> _Data for this exercise_
----------

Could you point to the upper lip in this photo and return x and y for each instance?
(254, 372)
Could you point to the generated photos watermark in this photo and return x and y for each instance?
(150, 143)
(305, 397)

----------

> _Your goal_
Rewrite every line of the data above, requests included, adding 39 to each x and y coordinate in the answers.

> _Response to this exercise_
Could you point to the upper lip in this photo and return x and y for each instance?
(293, 411)
Could you point to the generated photos watermark in this photo and return x and y for each instance?
(189, 182)
(344, 436)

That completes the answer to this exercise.